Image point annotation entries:
----------
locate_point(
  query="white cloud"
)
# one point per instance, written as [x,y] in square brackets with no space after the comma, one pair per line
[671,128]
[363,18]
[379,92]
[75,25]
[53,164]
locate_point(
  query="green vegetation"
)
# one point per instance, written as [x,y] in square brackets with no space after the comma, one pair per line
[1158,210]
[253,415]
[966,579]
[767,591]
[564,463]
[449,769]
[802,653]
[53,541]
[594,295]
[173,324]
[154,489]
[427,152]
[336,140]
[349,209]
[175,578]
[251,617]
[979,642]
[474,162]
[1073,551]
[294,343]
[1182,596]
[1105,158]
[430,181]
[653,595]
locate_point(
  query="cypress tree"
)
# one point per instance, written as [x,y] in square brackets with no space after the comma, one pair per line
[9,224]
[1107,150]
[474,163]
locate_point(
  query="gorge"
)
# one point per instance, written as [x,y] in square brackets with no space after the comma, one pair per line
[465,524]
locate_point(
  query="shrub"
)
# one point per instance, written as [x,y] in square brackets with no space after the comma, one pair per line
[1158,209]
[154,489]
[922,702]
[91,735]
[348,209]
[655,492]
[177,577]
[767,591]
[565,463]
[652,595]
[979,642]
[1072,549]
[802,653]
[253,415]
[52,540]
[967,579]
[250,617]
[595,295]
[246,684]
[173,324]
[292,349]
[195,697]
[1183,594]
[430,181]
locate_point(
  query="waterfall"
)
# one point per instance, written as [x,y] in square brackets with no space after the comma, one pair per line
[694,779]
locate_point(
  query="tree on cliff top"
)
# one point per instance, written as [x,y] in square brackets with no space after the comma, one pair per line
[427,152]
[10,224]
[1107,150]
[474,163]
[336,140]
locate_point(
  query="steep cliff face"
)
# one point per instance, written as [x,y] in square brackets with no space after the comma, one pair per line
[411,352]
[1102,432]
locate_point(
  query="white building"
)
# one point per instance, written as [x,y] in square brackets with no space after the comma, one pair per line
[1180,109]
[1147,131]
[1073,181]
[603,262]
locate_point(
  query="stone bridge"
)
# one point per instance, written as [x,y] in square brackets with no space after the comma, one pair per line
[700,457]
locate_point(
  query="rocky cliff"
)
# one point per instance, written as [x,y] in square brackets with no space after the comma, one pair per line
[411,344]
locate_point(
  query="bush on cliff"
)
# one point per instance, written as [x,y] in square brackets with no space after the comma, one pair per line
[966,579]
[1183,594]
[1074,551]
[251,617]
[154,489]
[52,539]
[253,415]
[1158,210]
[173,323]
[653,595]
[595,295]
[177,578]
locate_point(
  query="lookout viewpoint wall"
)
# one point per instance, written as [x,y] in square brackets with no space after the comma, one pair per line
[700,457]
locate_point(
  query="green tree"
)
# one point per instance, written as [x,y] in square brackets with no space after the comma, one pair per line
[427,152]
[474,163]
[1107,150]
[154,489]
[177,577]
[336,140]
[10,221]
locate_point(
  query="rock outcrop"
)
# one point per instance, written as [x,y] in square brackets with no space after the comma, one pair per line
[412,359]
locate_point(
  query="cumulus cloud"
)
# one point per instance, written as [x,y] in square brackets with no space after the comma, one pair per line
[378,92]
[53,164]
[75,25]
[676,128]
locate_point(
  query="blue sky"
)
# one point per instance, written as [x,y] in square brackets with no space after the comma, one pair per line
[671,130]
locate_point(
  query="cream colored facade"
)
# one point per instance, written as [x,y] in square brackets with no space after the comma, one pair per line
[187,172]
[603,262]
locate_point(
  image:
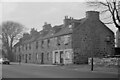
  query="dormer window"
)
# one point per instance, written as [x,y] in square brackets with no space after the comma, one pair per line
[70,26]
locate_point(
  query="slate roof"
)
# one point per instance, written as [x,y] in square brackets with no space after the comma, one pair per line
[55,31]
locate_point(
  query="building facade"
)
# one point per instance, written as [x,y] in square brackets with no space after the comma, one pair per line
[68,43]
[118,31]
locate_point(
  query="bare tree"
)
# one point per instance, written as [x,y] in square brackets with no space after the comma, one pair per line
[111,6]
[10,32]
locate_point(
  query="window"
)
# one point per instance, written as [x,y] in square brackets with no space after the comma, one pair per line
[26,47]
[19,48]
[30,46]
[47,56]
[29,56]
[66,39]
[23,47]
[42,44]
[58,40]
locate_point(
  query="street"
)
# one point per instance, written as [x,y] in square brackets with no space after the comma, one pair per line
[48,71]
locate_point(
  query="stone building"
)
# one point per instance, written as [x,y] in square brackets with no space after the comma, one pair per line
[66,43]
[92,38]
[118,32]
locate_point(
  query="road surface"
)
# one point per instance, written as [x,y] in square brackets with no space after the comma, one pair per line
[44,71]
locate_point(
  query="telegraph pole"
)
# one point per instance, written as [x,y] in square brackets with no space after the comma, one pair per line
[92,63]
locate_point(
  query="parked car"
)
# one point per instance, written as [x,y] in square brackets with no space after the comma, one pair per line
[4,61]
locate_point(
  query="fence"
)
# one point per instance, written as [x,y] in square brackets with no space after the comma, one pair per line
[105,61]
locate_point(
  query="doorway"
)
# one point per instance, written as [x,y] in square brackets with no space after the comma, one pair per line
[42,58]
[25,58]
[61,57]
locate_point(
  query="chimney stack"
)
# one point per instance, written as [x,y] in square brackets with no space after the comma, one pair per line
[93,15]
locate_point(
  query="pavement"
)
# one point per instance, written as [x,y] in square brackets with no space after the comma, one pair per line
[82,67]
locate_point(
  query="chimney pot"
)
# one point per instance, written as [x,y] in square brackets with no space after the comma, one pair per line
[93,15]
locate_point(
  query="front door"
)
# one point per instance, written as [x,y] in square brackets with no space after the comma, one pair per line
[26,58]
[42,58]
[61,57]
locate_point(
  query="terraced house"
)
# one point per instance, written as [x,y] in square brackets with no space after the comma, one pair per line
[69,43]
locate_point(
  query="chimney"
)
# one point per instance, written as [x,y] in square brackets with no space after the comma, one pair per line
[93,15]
----------
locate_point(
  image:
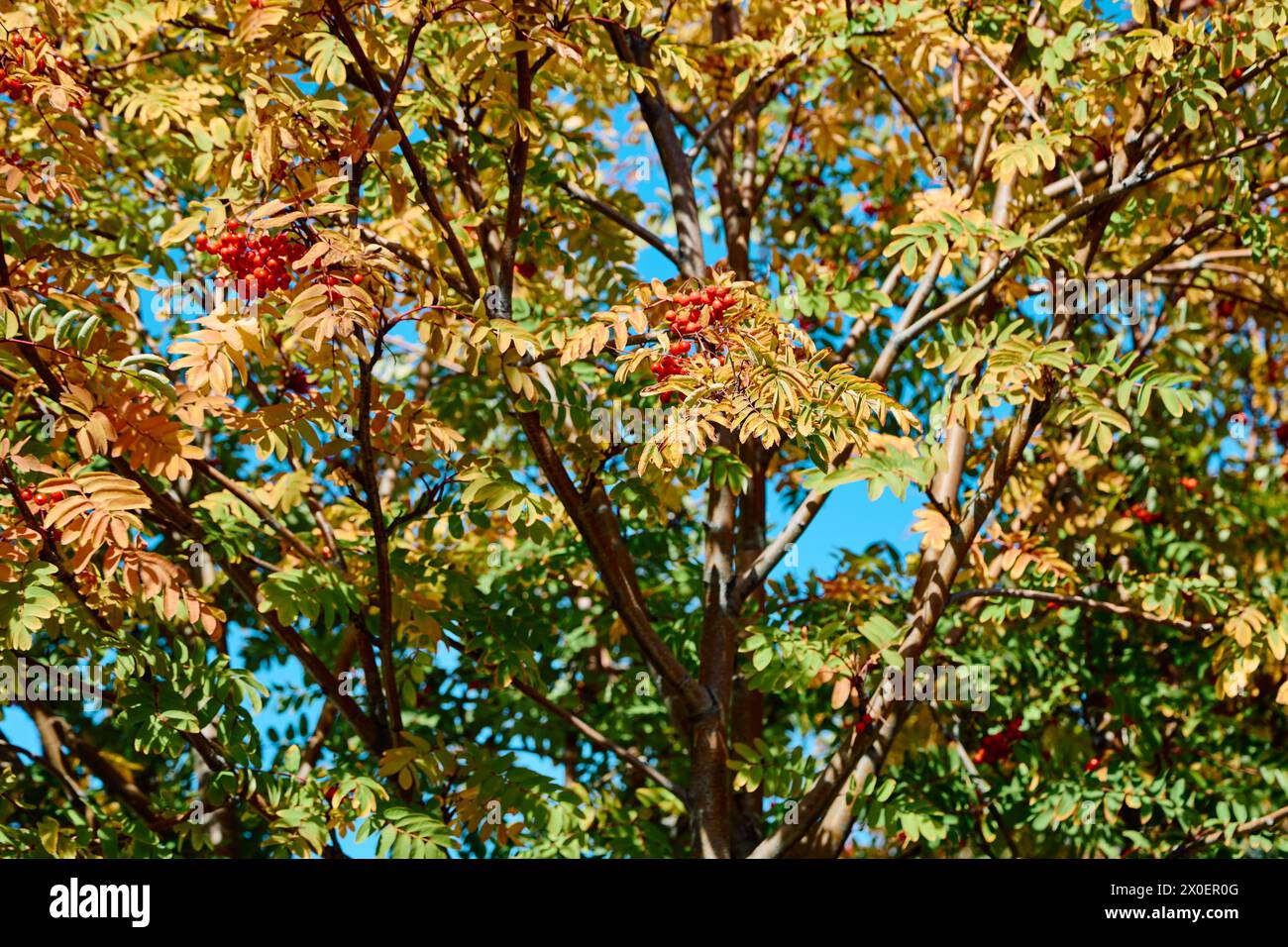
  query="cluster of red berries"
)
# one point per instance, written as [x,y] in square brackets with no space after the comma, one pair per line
----------
Do this: Return every line of the records above that contains the string "white". Case counts, so match only that exact capitalization.

Solved exercise:
  query="white cloud"
  query="white building"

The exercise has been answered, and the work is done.